* [Material for this task]:
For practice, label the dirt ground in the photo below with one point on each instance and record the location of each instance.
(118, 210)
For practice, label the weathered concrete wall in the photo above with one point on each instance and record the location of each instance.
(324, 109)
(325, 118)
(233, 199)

* [Brief]:
Please transcribe each of the entries, exactly as written.

* [Reply]:
For practice, label the dirt ground in the photo below with one point on each instance and record the location of each instance.
(118, 210)
For practice, label the weathered concrete wall in the photo above with one point on each instance and record the location of each instance.
(324, 109)
(325, 118)
(233, 199)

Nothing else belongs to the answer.